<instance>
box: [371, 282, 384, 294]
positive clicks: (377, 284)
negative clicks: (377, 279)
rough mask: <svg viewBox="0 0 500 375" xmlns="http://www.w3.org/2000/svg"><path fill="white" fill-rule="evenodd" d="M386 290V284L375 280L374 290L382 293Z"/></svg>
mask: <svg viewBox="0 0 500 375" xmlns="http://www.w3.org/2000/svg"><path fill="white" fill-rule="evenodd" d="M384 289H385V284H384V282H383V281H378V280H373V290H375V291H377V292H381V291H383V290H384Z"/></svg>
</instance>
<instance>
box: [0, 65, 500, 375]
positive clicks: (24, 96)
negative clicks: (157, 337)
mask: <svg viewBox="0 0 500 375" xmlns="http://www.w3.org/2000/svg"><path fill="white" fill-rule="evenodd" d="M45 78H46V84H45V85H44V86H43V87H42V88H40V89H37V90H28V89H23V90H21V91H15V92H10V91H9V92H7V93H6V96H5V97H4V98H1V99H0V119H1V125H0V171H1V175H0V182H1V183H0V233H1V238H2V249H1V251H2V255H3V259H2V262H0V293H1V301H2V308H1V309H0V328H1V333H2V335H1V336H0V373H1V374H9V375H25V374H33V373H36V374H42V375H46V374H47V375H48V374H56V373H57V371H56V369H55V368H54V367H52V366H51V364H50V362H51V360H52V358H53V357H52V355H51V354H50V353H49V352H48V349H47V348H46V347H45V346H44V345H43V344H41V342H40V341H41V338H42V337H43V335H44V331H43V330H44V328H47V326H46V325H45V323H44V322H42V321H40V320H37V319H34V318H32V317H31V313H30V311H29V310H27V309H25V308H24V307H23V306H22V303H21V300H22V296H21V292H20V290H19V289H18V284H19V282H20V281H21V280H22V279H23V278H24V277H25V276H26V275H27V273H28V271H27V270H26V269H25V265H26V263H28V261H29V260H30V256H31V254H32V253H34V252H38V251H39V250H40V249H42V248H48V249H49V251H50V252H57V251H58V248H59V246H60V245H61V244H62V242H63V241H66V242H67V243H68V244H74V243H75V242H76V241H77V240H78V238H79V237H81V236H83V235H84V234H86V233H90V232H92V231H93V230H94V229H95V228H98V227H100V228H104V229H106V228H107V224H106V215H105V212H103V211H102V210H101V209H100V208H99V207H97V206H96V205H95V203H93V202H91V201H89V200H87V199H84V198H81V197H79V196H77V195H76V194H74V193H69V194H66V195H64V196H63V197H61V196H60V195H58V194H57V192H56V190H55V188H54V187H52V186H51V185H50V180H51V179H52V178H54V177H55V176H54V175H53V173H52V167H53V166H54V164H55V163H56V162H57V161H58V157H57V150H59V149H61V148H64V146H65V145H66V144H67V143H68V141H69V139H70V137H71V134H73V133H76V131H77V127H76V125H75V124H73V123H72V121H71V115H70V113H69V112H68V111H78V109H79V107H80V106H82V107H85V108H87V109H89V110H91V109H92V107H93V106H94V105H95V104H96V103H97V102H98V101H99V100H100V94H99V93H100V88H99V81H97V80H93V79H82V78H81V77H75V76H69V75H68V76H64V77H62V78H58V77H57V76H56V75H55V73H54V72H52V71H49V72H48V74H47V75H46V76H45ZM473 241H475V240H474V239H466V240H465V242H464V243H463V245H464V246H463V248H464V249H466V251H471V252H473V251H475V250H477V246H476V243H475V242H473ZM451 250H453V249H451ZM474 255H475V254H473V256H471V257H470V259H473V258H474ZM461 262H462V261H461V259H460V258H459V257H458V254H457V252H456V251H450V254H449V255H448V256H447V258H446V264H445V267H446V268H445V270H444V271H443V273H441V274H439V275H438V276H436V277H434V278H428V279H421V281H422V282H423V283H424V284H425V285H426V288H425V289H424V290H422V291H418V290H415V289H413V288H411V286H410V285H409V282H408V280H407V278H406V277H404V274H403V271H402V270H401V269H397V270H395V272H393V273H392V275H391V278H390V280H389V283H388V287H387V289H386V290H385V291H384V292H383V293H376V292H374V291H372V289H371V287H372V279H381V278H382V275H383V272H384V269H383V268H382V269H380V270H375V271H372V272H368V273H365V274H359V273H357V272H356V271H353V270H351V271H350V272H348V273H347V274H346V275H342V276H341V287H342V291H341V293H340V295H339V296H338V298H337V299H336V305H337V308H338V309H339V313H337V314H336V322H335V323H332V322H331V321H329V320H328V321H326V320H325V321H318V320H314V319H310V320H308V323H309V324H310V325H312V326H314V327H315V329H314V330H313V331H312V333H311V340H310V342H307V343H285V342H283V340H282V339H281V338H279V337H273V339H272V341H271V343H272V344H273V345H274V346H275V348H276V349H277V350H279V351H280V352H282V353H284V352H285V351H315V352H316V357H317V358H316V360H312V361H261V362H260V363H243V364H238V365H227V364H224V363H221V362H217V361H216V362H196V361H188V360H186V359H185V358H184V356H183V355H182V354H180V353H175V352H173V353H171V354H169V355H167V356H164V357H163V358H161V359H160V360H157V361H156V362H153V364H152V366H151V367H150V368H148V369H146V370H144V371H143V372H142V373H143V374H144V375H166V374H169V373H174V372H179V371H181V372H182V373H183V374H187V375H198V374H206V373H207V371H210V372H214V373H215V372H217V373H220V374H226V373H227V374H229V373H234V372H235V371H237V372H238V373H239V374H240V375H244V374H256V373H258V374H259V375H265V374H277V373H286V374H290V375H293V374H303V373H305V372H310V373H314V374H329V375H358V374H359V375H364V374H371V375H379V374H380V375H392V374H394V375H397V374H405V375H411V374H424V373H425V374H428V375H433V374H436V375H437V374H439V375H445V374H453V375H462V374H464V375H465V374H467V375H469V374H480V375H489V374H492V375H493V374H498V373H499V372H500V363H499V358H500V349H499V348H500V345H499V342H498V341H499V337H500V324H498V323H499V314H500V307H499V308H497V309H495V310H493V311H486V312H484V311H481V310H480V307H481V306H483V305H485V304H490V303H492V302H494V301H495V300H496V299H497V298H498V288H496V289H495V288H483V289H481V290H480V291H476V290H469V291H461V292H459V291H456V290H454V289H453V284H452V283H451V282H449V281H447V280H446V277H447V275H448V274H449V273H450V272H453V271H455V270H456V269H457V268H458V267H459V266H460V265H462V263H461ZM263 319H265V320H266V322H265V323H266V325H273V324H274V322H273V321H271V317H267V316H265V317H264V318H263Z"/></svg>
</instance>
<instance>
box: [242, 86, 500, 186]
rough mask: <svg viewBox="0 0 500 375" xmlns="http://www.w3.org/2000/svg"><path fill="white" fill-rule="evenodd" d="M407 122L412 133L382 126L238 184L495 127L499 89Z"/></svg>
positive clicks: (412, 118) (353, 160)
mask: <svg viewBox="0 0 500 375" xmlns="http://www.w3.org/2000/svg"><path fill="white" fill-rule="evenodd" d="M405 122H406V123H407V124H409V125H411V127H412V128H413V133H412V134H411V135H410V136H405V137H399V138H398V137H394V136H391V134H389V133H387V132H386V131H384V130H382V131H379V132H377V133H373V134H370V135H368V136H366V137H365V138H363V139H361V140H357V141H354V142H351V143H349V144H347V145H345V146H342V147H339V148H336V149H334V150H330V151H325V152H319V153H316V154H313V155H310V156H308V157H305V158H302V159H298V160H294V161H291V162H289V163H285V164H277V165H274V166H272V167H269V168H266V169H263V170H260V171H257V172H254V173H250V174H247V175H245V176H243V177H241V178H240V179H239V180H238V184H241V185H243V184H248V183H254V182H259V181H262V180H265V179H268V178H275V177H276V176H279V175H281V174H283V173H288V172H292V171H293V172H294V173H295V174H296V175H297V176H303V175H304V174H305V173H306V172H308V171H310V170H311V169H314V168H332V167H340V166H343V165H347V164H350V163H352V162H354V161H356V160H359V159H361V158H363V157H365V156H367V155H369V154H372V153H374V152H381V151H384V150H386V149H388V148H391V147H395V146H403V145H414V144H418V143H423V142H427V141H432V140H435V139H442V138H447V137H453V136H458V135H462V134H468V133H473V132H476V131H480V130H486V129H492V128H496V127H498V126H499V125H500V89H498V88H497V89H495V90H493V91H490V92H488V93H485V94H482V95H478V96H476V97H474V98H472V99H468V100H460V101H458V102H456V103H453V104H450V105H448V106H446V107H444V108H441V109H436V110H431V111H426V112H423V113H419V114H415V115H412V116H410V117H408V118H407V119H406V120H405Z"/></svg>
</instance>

● ● ●

▶ **EXERCISE PROMPT**
Rewrite the records from their first line through the line containing "290V284L375 280L374 290L382", changing "negative clicks" to "negative points" and leaving everything else as it is.

▶ **SOLUTION BELOW**
<instance>
box: [371, 282, 384, 294]
positive clicks: (377, 284)
negative points: (377, 279)
rough mask: <svg viewBox="0 0 500 375" xmlns="http://www.w3.org/2000/svg"><path fill="white" fill-rule="evenodd" d="M386 290V284L375 280L374 290L382 293Z"/></svg>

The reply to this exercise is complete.